Exercise objective:
In the records that follow, find each line with "exact" and pull it out.

---

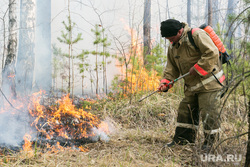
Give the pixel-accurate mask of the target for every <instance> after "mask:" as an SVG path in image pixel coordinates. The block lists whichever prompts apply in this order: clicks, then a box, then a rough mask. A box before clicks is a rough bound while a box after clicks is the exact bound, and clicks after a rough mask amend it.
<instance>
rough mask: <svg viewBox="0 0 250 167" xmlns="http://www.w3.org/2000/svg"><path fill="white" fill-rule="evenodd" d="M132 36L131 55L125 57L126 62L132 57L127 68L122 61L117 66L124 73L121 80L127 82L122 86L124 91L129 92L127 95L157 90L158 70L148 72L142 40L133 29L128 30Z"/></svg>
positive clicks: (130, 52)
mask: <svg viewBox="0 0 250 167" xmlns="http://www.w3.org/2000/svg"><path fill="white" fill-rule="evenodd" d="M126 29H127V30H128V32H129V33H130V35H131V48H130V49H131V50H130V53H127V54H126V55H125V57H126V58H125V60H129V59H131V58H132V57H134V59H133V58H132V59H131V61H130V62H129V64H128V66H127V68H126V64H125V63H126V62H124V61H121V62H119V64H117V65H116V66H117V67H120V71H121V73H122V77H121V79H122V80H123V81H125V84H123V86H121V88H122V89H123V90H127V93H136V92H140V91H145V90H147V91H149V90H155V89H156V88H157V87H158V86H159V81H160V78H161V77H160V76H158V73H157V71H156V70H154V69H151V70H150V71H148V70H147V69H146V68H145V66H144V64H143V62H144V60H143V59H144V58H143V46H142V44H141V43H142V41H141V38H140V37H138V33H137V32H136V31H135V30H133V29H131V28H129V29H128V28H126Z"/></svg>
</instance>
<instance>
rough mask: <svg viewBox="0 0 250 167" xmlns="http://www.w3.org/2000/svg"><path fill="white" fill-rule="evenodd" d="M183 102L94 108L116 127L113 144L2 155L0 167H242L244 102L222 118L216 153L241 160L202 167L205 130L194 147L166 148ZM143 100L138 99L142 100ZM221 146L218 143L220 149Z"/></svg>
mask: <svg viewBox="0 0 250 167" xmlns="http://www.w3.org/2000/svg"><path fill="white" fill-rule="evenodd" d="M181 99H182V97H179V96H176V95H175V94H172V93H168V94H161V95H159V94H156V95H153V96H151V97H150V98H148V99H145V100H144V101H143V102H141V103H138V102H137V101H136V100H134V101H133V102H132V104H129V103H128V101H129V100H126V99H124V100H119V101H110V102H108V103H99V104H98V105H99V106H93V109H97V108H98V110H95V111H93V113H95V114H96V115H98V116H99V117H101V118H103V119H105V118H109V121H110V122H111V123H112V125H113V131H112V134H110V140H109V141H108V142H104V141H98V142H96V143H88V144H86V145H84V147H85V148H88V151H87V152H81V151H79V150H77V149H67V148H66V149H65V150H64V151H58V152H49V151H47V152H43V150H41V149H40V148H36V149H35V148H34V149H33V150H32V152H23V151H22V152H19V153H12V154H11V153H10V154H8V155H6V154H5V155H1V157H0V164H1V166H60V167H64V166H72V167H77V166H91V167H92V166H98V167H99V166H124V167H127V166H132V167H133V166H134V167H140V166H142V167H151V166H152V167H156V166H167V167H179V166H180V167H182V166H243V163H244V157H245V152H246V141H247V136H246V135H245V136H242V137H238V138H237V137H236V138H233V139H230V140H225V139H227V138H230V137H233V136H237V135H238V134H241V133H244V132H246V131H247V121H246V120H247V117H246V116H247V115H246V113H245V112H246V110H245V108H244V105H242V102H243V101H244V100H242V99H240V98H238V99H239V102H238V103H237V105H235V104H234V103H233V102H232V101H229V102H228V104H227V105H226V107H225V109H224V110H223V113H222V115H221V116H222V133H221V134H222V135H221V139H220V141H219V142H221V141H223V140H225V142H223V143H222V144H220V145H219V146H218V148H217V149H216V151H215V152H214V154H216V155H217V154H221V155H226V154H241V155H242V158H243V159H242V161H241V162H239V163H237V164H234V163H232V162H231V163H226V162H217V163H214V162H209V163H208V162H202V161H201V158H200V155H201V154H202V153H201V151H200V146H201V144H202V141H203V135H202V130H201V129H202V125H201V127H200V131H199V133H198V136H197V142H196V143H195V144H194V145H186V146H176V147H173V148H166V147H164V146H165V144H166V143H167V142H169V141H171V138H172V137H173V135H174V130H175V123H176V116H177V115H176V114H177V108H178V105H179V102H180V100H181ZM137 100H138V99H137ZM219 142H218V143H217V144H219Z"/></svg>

---

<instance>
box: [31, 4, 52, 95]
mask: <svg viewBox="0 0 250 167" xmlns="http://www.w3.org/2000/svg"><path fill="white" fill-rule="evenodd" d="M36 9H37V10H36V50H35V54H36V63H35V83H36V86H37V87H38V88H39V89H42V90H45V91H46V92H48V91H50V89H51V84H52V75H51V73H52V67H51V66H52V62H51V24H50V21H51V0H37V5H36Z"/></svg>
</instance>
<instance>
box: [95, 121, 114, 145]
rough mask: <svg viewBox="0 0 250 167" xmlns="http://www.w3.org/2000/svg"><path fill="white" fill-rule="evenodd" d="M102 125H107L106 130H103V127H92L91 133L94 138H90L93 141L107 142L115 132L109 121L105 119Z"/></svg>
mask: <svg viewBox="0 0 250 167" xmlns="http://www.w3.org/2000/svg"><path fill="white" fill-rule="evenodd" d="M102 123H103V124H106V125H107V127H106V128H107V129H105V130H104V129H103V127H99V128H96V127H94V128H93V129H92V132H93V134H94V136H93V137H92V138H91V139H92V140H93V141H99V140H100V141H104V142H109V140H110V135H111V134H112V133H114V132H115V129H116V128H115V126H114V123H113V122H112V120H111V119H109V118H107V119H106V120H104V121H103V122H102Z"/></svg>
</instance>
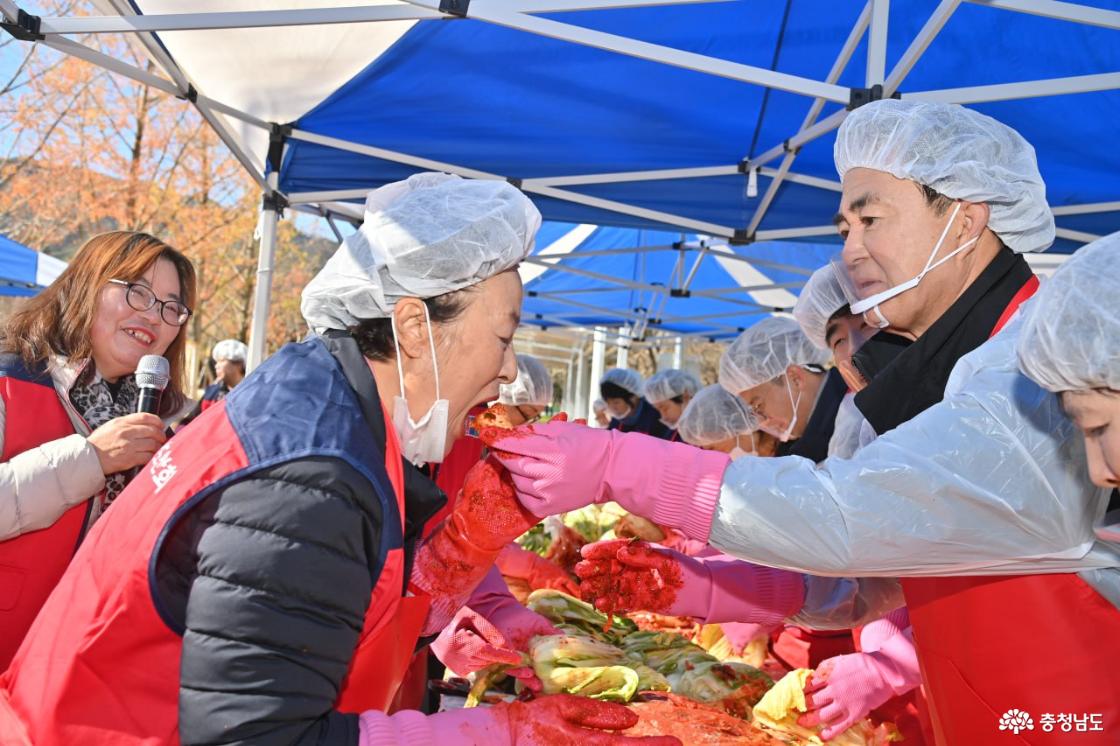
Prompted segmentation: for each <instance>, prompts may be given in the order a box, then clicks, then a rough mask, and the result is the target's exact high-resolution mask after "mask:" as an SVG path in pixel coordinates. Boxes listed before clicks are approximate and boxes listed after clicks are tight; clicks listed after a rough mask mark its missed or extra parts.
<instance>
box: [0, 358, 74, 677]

---

Result:
Give the pixel-accurate mask of the target for every <instance> after "mask:" as an SVG path in image pixel coordinates. The block lists whichever prompts apply in this order: clicks, then a box, then a rough mask. A box before clicks is a rough bound while a box after clicks is the exact bound, and clicks after a rough mask amend it.
Prompted segmentation: for each <instance>, prompts may be given in the order a box, then clicks, then a rough mask, and the result is the target's exact high-resolution mask after "mask:" as an SVG path in pixel coordinates. Boxes listed before clicks are approximate and boxes listed after clicks are tight; clicks listed after a rough mask mark its missed or extra parts.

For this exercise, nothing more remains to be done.